* Your goal
Should an entry contain an image, omit it and repeat the rest exactly.
Top of Entries provided
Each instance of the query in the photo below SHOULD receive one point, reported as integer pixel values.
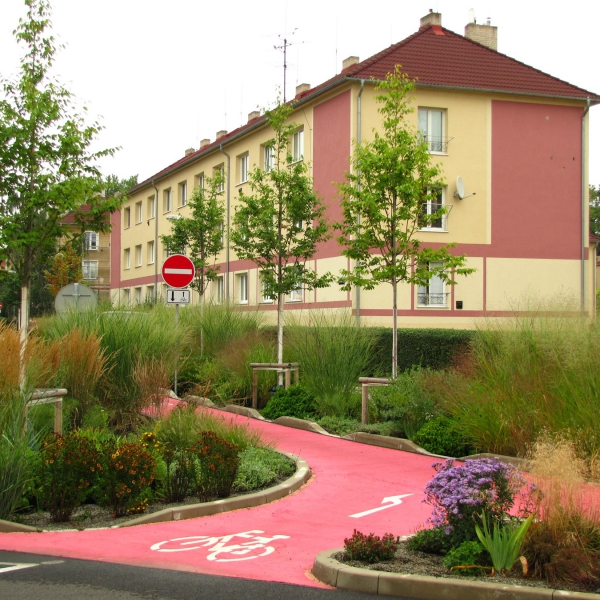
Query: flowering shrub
(128, 471)
(68, 470)
(460, 493)
(370, 548)
(217, 466)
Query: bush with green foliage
(469, 555)
(261, 467)
(440, 436)
(294, 401)
(370, 548)
(68, 469)
(216, 466)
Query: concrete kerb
(205, 509)
(332, 572)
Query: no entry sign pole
(178, 272)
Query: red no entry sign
(178, 271)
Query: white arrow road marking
(5, 567)
(394, 500)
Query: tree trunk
(280, 335)
(24, 330)
(395, 329)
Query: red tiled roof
(433, 56)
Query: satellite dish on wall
(75, 297)
(460, 187)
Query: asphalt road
(67, 579)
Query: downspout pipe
(584, 237)
(155, 242)
(358, 139)
(227, 224)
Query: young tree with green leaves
(280, 223)
(200, 236)
(47, 168)
(383, 202)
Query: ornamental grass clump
(460, 493)
(68, 469)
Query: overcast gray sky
(163, 75)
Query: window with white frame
(151, 207)
(89, 269)
(220, 171)
(92, 240)
(242, 286)
(296, 295)
(243, 166)
(265, 297)
(167, 200)
(183, 193)
(434, 293)
(268, 158)
(218, 290)
(432, 216)
(127, 258)
(432, 127)
(298, 145)
(151, 252)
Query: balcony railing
(426, 299)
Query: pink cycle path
(348, 479)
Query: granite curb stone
(421, 587)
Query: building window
(268, 158)
(220, 171)
(218, 290)
(167, 201)
(242, 285)
(434, 204)
(127, 258)
(151, 252)
(89, 269)
(243, 165)
(298, 145)
(265, 298)
(432, 129)
(433, 294)
(91, 240)
(296, 295)
(151, 207)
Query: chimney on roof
Bottom of Entries provided
* Written response
Each instance of the query in the photo below SHOULD receive one point, reported as integer pixel values.
Query: flowering shrub
(128, 471)
(68, 470)
(460, 493)
(370, 548)
(217, 466)
Query: bush with green foliage
(469, 555)
(261, 467)
(440, 436)
(294, 401)
(370, 548)
(68, 469)
(216, 466)
Query: concrete kerb
(205, 509)
(332, 572)
Query: no entry sign pole
(178, 272)
Query: red no entry sign
(178, 271)
Query: white arrow road marking
(5, 567)
(394, 500)
Query: tree trunk
(280, 335)
(24, 330)
(395, 329)
Query: red tiled roof
(433, 56)
Query: satellite dish on wall
(75, 297)
(460, 187)
Query: asphalt road
(67, 579)
Query: downspout pipe
(584, 237)
(155, 242)
(358, 139)
(227, 224)
Query: young tree with green leaves
(280, 223)
(200, 236)
(47, 168)
(383, 202)
Query: ornamental grass clump
(460, 493)
(68, 469)
Query: overcast gray sky
(163, 75)
Query: window with white frame
(151, 207)
(89, 269)
(220, 171)
(92, 240)
(242, 286)
(296, 295)
(243, 166)
(265, 297)
(167, 200)
(183, 193)
(434, 293)
(268, 158)
(218, 290)
(432, 216)
(127, 258)
(432, 127)
(298, 145)
(151, 252)
Query: balcony railing
(426, 299)
Query: pink cycle path
(348, 479)
Query: granite curb stone
(421, 587)
Query: building window
(268, 158)
(220, 171)
(218, 290)
(167, 201)
(242, 285)
(434, 204)
(127, 258)
(151, 252)
(89, 269)
(243, 165)
(298, 145)
(265, 298)
(432, 129)
(433, 294)
(91, 240)
(296, 295)
(151, 207)
Query: chimney on roof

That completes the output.